SHORT PROBLEM A: Return the entries unchanged, from the line containing "Target: light blue dotted shirt" through the end of the entries, inclusive.

PASSAGE GIVEN:
______
I have been working with SSIS for several years now and I have realized that the easy to use graphical nature of the tool is very advantageous but it recently occurred to me that there is a disadvantage that I had not considered.  I have also been the recipient of formal training courses on the tool as well as completed formal exams on the subject.

When you select a transformation to use from the tool box, you select the transformation and drag it over to your data flow.  This could give the illusion that all transformations are created equally because they all come from the same tool box.  What is not immediately apparent is that there are significant differences between the performance behaviors of the transformations based on a few different properties of the objects.  

The properties I will discuss are the synchronous/asynchronous property and the transformation type property ie:  non-blocking, semi-blocking, fully-blocking.  The properties that an object possesses are a significant factor in the performance you can expect from the object.

Synchronous/Asynchronous

A synchronous transformation is the more highly performing type because the transformation uses the same buffer for the output as is used for the input.  The incoming rows are processed and passed on one row at a time and this is possible because the transformation does not need any additional information from other buffers.  MSDN uses the Data Conversion transformation as a perfect example of this.  Each row that is used as input from the buffer is converted and then outputted one row at a time.  Each conversion is completely separate from the rest of the row set so the process does not have to wait on anything else and can complete much faster.



Example: The Data Conversion transformation is synchronous.

An asynchronous transformation is the just the opposite of that.  Instead of relying on the same input buffer as the output buffer, the process may have to acquire multiple buffers before it can complete the necessary processing.  There may be some additional waiting involved.  The output buffer is not independent of the input buffer.   A perfect example of this is the Merge transformation.  Before the output buffer can be complete it has to first look at many rows from each of the input buffers and then completes the merge operation and return the row set in a sorted order.
______
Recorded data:
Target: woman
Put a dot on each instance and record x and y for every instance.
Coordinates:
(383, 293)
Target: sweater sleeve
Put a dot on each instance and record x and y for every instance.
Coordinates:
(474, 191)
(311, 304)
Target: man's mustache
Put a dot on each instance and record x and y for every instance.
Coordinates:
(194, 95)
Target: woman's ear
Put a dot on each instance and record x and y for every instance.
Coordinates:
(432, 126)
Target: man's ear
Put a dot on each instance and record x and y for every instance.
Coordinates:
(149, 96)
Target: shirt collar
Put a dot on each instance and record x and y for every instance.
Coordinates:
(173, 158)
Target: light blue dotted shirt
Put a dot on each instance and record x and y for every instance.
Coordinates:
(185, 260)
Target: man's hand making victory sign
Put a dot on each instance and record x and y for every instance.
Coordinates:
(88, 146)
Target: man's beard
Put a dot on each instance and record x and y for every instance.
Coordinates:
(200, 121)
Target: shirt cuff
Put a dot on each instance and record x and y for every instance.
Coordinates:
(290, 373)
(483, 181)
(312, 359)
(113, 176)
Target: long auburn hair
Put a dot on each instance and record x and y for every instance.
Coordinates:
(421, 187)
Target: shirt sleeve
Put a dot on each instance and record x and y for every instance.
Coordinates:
______
SHORT PROBLEM B: Retype the SSIS passage word for word, between "The properties I" and "from the object.", inclusive.

PROBLEM SOLUTION A:
Target: light blue dotted shirt
Put a dot on each instance and record x and y for every instance.
Coordinates:
(185, 260)
Target: man's hand making victory sign
Put a dot on each instance and record x and y for every instance.
Coordinates:
(88, 146)
Target: man's beard
Put a dot on each instance and record x and y for every instance.
Coordinates:
(200, 121)
Target: shirt cuff
Put a dot on each instance and record x and y for every instance.
Coordinates:
(290, 373)
(483, 181)
(312, 359)
(113, 176)
Target: long auburn hair
Put a dot on each instance and record x and y for every instance.
Coordinates:
(421, 187)
Target: shirt sleeve
Put a dot on each instance and record x and y for every instance.
Coordinates:

PROBLEM SOLUTION B:
The properties I will discuss are the synchronous/asynchronous property and the transformation type property ie:  non-blocking, semi-blocking, fully-blocking.  The properties that an object possesses are a significant factor in the performance you can expect from the object.